**** Brano da leggere

La fase due del governo Milei, iniziata, secondo il presidente ultra-liberista, con la definitiva approvazione della Ley Bases e del pacchetto fiscale, non sembra molto diversa dalla fase uno. Almeno riguardo ai licenziamenti: dopo le due ondate di dicembre e di marzo, quando circa 24mila impiegati pubblici erano stati licenziati senza pietà, è arrivato il turno di almeno altri 2.300 lavoratori precari di settori nevralgici dello stato, diversi dei quali con quasi vent’anni di anzianità.

La redazione consiglia:
Sciopero generale contro “el loco” Milei, dopo soli 45 giorni
La redazione consiglia:
L’Argentina licenzia in massa, con la polizia

Sotto i colpi della sinistra motosega di Milei, hanno perso il posto, tramite e-mail e senza alcun indennizzo, 90 medici (pneumologi, endocrinologi, oncologi, fisiatri pediatrici, ecc.) e infermieri dell’Hospital Posadas, gestito dallo stato, a cui fanno riferimento circa sei milioni di pazienti, come pure 288 impiegati dell’Inti (l’istituto nazionale di Tecnologia industriale) e personale chiave degli ex ministeri dello Sviluppo sociale e della Donna (poi confluiti nel Ministero del Capitale umano) e della Segreteria dei diritti umani. E pure in questa terza ondata chi si è azzardato anche solo a chiedere l’apertura di un tavolo negoziale ha ricevuto in cambio manganellate, proiettili di gomma e gas lacrimogeni.

********

Compito da svolgere 1 →
Rispondi a queste domande sull'articolo relativo ai licenziamenti del governo Milei:
(a) Quanti impiegati pubblici erano stati licenziati nelle ondate di dicembre e di marzo?
(b) Quanti impiegati dell'Inti hanno perso il posto?
(c) A quanti pazienti circa fa riferimento l'Hospital Posadas?
Compito da svolgere 2 → Scrivi il seguito dell'articolo sui licenziamenti del governo Milei a partire dall'ultima frase riportata.

**** Dati da esaminare

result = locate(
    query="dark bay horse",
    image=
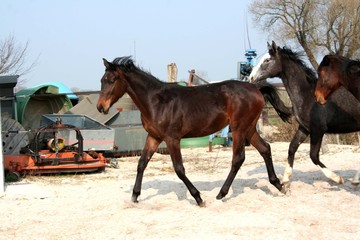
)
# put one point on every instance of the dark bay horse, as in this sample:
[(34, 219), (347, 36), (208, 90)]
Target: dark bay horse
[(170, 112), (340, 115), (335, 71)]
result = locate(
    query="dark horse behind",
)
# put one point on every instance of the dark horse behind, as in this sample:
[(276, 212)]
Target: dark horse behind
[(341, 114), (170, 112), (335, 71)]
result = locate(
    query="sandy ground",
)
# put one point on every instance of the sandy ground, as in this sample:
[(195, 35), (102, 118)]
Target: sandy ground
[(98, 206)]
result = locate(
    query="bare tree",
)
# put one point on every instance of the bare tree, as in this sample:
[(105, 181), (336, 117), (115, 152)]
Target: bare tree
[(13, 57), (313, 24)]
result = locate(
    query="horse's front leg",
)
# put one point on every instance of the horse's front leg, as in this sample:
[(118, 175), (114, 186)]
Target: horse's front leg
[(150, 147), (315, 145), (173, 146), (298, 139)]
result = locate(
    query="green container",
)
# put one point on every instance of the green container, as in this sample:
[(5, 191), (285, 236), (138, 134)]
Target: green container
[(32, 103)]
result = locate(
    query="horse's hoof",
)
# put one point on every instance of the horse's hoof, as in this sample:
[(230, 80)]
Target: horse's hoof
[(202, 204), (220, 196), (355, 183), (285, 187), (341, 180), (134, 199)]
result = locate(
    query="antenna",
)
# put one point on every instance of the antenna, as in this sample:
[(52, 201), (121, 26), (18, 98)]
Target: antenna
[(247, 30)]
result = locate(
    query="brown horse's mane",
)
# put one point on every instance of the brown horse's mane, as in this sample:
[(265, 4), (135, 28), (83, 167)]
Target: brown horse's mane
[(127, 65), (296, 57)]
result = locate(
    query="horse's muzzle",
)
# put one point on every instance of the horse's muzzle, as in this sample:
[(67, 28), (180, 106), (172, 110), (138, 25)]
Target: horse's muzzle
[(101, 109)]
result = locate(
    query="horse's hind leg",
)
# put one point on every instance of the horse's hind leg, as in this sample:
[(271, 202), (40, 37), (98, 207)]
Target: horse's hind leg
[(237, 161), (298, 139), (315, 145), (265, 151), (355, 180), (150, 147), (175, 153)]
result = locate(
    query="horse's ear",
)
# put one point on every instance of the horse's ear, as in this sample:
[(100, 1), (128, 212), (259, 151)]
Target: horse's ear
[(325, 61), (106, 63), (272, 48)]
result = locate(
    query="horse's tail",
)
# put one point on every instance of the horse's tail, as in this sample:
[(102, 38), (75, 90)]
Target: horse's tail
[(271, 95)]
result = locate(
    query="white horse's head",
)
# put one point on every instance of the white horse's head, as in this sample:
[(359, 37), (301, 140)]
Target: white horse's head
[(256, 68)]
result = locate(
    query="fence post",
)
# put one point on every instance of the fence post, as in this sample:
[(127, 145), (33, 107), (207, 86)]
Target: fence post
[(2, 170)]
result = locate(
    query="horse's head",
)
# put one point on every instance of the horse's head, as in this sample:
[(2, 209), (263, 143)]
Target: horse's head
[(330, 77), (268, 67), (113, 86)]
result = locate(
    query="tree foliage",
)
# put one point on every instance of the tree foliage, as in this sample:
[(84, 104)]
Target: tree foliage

********
**** Dati da esaminare

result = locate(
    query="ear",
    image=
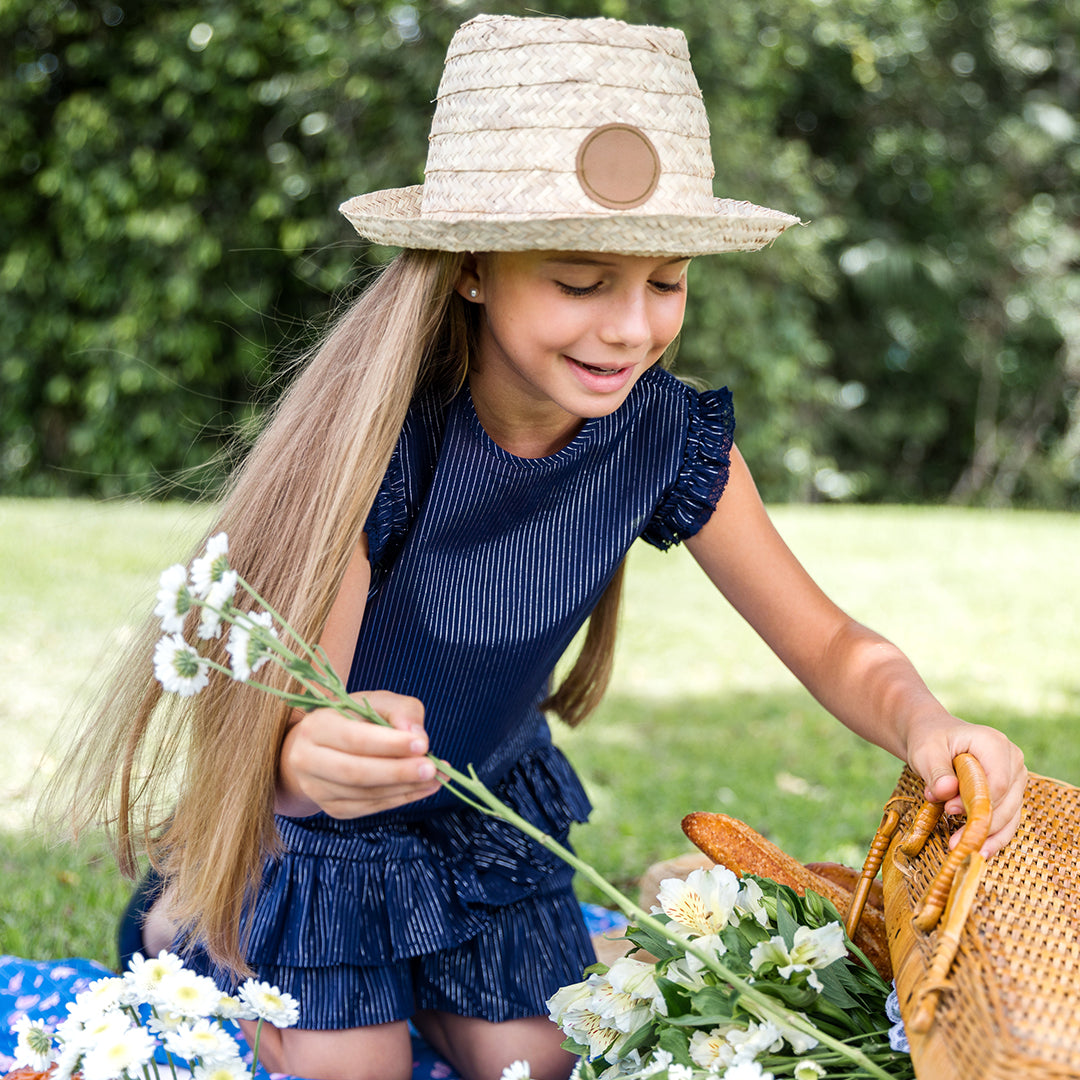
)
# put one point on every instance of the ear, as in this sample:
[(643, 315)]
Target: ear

********
**** Dati da esaminare

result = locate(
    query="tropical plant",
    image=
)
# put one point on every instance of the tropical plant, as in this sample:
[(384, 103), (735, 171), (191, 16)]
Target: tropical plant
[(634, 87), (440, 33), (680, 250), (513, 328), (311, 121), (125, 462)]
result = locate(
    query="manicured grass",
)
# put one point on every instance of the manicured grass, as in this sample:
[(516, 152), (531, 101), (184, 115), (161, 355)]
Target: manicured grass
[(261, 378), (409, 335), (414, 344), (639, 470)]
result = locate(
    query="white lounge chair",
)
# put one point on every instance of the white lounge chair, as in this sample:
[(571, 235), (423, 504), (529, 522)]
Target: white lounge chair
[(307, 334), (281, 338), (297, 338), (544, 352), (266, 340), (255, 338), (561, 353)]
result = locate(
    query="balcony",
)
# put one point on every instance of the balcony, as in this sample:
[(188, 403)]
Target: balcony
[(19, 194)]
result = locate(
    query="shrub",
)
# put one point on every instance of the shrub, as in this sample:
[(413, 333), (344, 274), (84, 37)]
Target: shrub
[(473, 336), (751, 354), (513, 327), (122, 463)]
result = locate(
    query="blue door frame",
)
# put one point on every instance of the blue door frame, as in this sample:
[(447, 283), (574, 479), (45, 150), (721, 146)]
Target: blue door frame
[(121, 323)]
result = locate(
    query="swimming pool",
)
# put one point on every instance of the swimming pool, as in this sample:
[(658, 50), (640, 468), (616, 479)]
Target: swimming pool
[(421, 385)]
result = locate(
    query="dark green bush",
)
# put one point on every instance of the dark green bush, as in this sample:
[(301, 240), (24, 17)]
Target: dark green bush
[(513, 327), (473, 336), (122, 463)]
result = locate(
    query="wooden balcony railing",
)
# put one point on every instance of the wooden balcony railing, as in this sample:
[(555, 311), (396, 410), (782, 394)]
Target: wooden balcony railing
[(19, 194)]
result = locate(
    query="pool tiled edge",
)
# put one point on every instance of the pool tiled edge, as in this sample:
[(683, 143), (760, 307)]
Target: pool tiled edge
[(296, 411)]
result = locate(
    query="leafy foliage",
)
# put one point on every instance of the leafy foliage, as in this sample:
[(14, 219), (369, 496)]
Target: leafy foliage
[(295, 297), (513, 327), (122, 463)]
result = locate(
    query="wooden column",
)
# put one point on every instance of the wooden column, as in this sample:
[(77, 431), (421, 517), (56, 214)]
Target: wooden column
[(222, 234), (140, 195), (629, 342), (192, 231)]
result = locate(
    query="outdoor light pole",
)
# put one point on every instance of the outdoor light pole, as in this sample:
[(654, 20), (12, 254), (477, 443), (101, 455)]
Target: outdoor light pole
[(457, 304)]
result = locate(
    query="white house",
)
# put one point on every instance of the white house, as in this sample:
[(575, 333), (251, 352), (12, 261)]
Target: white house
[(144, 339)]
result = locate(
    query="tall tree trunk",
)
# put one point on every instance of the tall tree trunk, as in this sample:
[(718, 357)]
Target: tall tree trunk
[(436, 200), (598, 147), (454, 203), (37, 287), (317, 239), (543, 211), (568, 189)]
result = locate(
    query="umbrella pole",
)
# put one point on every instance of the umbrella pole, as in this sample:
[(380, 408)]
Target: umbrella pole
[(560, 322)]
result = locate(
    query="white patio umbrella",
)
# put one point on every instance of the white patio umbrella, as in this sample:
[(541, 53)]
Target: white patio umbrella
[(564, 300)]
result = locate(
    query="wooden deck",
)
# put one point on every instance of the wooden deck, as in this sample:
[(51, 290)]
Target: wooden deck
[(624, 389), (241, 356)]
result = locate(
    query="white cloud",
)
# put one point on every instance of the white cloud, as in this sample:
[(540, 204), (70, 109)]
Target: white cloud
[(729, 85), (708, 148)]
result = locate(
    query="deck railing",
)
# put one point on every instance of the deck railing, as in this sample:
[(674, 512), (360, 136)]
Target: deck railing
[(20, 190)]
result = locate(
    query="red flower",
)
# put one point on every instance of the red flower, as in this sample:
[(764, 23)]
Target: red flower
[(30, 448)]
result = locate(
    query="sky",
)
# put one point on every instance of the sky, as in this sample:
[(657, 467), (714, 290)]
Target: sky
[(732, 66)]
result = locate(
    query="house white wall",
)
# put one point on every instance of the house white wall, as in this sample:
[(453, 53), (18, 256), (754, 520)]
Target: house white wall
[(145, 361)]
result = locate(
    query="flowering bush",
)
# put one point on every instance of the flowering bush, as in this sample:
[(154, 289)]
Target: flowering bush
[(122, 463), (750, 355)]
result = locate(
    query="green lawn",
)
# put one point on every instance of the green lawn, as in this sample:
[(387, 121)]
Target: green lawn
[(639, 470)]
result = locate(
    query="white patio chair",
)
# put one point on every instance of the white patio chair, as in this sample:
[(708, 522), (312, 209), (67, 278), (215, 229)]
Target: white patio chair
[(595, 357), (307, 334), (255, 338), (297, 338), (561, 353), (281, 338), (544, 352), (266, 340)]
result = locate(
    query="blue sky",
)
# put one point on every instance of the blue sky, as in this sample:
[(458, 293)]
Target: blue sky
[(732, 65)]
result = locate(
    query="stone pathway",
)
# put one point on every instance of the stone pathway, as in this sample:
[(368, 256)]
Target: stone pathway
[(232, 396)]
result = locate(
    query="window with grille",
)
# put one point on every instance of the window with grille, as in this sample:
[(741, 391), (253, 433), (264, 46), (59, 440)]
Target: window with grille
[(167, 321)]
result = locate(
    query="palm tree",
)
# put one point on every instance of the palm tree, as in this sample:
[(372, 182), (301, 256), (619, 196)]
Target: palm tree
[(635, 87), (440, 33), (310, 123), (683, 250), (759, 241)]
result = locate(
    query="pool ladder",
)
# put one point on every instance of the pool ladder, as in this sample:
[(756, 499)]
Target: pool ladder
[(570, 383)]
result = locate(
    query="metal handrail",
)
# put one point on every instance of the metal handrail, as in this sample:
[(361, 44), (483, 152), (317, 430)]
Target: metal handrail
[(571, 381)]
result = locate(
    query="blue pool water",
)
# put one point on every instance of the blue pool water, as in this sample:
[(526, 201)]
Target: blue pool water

********

Risultato del compito 1 →
(a) Circa 24mila.
(b) 288.
(c) Circa sei milioni.

Risultato del compito 2 →
Da quello che era un tempo il ministero dello Sviluppo sociale, la super ministra del Capitale umano Sandra Pettovello, ancora al suo posto dopo lo scandalo della mancata distribuzione degli alimenti alle mense sociali, ha cacciato via tutti i lavoratori della cosiddetta Area territoriale, presenti nelle periferie per aiutare la popolazione con meno risorse ad accedere ai programmi sociali. Come pure è stato allontanato l’80% del personale della Segreteria di protezione contro la violenza di genere, con la cancellazione di tutti i relativi programmi, a cominciare dallo smantellamento della Linea 144 de assistenza alle donne vittime di violenza.

Allo stesso modo il governo ha svuotato le politiche di Memoria, verità e giustizia, non rinnovando il contratto a 60 lavoratori della Segreteria dei diritti umani, metà dei quali impegnati negli spazi della Memoria, quelli in cui operavano i centri clandestini durante la dittatura.

Ed è proprio a una dittatura che questo governo sta assomigliando ogni giorno di più, ha denunciato il leader dell’Ate (Associazione dei lavoratori statali) Rodolfo Aguiar, evidenziando come i nuovi desaparecidos siano rappresentati oggi dai lavoratori licenziati e dai loro familiari, tutti «condannati a una morte civile».

«Sotto questo governo non c’è posto per spese superflue», ha commentato, esultando, il portavoce presidenziale Manuel Adorni, avvisando che sarà così alla fine di ogni trimestre, finché evidentemente  non rimarrà un solo precario da licenziare. E la situazione andrà ancora peggio con l’approvazione della Ley Bases, grazie a cui potranno perdere il posto anche i lavoratori con contratti a tempo indeterminato. A conferma di come «la talpa dentro lo Stato» – come si è autodefinito Milei – proceda speditamente a distruggerlo dall’interno.

Sarà questo anche l’obiettivo della seconda fase del piano di stabilizzazione economica, che avrà come asse centrale un’ulteriore riduzione dell’emissione monetaria. Così hanno spiegato, in conferenza stampa, il ministro dell’Economia Luiz Caputo e il presidente della Banca centrale Santiago Bausili, cercando di «tranquillizzare i mercati», che non avrebbero «reagito come previsto» all’approvazione della Ley Bases e del pacchetto fiscale.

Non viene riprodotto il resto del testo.